• [STATED TASK]: Reproduce the entries from the line that contains "of the setting" through the line that contains "M 330 238 L", inclusive, keeping their requests. Offset every vertex coordinate in the answer outlines by adding 29, and leave the sample coordinates in the requests unchanged.
Begin INPUT FOR THIS TASK
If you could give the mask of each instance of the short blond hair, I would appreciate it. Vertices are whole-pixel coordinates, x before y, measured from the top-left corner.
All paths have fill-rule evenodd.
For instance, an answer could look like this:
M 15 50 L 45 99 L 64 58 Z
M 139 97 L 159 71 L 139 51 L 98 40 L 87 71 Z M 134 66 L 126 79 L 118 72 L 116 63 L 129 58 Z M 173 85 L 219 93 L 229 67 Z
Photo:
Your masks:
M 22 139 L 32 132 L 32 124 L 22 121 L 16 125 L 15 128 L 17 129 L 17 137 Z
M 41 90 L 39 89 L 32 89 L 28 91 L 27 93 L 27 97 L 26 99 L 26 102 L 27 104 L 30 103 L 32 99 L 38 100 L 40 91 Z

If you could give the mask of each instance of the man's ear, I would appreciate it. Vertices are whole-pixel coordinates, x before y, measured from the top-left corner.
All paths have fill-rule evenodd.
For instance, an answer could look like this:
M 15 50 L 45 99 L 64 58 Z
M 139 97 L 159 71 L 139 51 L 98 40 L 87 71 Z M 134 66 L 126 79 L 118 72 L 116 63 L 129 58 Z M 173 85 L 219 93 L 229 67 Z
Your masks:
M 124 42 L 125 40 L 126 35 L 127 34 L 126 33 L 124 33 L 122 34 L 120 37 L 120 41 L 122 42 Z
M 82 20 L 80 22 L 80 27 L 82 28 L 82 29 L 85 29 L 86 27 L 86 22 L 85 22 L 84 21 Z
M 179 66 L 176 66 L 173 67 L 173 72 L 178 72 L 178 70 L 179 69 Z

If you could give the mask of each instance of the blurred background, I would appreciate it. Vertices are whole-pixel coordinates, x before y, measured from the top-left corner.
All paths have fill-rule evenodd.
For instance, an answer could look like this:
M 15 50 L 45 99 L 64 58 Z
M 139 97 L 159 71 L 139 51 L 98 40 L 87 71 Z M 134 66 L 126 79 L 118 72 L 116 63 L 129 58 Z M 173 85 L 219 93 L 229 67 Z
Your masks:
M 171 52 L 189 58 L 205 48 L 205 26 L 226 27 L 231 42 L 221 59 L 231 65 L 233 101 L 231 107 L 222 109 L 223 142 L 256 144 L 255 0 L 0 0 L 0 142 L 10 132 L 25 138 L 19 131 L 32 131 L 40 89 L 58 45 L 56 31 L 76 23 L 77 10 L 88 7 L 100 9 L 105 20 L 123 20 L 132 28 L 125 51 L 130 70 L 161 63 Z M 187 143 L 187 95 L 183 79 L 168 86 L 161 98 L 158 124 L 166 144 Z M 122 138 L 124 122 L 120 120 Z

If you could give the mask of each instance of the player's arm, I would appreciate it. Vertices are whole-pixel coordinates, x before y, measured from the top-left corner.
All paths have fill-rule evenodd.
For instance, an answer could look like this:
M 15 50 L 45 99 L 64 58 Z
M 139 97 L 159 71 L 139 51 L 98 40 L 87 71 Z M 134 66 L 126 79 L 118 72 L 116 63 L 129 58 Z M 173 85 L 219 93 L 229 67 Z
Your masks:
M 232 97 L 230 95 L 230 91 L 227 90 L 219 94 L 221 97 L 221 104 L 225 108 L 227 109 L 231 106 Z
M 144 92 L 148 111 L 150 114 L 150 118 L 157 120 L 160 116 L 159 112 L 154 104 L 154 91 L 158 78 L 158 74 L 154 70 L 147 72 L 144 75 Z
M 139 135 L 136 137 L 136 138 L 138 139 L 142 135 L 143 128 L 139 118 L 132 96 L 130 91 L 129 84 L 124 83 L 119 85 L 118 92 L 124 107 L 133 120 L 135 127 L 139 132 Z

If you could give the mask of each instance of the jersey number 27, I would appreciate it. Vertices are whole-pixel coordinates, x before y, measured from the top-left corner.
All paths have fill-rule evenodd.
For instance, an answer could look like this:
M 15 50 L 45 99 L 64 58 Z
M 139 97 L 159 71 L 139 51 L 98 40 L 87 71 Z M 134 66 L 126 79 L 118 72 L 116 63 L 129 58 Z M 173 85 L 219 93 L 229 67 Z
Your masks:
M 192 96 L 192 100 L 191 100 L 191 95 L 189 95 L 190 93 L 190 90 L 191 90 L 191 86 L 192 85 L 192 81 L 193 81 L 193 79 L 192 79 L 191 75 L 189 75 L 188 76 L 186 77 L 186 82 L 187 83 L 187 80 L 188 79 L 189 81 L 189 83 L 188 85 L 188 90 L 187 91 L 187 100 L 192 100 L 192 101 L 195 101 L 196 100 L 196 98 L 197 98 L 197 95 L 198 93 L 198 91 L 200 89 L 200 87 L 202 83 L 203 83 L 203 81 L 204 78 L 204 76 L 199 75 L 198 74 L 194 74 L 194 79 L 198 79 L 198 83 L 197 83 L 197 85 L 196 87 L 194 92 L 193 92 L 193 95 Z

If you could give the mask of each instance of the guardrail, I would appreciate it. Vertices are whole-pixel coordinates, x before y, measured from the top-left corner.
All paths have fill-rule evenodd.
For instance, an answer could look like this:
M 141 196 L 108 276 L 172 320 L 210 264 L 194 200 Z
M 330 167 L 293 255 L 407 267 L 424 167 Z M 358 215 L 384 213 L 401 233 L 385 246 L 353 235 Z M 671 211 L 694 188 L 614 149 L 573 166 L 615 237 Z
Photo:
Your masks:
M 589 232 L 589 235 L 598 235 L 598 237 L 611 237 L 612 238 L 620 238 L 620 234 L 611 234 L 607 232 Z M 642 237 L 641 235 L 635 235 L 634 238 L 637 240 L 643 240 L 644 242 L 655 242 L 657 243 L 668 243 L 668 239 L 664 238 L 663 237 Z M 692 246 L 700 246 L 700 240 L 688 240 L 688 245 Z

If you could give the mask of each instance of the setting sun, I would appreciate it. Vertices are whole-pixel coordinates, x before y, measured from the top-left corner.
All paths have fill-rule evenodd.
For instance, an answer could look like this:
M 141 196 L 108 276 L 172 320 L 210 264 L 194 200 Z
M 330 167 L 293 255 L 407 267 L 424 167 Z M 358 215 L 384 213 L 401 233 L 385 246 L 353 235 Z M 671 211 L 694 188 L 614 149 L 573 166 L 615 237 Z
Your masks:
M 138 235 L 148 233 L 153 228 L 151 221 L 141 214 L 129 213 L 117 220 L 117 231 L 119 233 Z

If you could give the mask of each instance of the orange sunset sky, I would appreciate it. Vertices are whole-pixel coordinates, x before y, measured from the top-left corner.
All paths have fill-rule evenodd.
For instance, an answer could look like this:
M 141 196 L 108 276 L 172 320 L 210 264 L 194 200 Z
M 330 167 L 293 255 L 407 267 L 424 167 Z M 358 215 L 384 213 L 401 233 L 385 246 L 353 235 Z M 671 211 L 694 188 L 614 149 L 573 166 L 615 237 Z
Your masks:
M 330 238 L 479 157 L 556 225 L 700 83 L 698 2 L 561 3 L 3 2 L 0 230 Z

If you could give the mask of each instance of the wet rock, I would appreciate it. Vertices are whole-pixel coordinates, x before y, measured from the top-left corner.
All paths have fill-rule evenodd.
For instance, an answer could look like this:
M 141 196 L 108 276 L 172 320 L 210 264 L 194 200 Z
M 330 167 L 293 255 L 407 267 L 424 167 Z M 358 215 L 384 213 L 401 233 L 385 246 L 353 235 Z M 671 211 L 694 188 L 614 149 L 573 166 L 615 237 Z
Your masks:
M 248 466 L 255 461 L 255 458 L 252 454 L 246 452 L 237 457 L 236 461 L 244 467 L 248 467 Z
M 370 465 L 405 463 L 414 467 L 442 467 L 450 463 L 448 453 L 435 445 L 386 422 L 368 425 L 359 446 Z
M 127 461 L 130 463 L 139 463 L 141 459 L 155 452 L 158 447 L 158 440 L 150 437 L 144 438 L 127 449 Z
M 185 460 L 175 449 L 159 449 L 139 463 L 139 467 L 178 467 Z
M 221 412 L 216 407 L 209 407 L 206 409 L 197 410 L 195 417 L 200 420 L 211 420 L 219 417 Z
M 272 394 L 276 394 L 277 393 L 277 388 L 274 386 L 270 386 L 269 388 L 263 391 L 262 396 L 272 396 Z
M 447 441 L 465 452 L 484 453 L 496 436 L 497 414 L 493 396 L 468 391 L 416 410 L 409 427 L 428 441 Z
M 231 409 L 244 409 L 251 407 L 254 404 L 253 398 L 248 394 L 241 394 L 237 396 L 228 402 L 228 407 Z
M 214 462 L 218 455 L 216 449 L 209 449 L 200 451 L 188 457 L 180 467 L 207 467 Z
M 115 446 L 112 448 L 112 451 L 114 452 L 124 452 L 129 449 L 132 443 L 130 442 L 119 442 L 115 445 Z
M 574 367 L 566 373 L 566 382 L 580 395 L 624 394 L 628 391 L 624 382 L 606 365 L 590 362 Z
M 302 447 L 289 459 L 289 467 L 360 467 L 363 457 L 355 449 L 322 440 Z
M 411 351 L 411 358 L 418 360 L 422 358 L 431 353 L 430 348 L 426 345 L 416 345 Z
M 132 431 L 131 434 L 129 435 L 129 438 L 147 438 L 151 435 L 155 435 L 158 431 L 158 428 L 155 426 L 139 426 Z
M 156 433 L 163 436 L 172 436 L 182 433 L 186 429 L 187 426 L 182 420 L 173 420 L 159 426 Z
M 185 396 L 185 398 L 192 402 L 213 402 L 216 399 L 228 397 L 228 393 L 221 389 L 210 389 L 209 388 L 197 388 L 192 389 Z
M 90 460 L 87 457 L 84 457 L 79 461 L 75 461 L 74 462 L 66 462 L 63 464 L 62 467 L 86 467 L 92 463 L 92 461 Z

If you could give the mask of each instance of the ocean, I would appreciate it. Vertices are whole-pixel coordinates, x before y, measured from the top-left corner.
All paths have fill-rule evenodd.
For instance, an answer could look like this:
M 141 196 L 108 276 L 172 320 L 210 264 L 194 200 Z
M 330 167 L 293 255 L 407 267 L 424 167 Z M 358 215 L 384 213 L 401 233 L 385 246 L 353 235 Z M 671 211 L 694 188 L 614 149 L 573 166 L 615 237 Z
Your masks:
End INPUT FOR THIS TASK
• [TASK OUTPUT]:
If you could give the mask of each instance of the setting sun, I would appreciate it. Vertices are whole-pixel coordinates, x before y, measured from the top-left corner.
All paths have fill-rule evenodd.
For instance, an answer could look like this:
M 141 196 L 108 276 L 172 320 L 210 264 L 194 200 Z
M 330 167 L 293 255 L 407 267 L 424 167 Z M 358 215 L 384 213 L 401 233 L 385 246 L 353 235 Z M 671 211 L 694 188 L 614 149 L 573 166 L 615 237 Z
Your masks:
M 167 264 L 177 262 L 182 257 L 180 250 L 170 243 L 158 242 L 146 249 L 146 260 L 148 262 Z

If you could give the mask of each instance of the orange sunset sky, I would appreciate it. Vertices are whole-pixel coordinates, x before y, measured from the top-left corner.
All paths have fill-rule evenodd.
For instance, an answer could look like this:
M 141 196 L 108 276 L 172 320 L 210 264 L 194 200 Z
M 330 167 L 293 255 L 407 267 L 424 167 Z M 358 215 L 384 213 L 401 233 L 385 246 L 353 235 Z M 671 211 L 694 188 L 614 149 L 573 166 L 615 237 Z
Your masks:
M 359 267 L 508 186 L 585 254 L 729 112 L 727 31 L 590 32 L 32 31 L 29 259 Z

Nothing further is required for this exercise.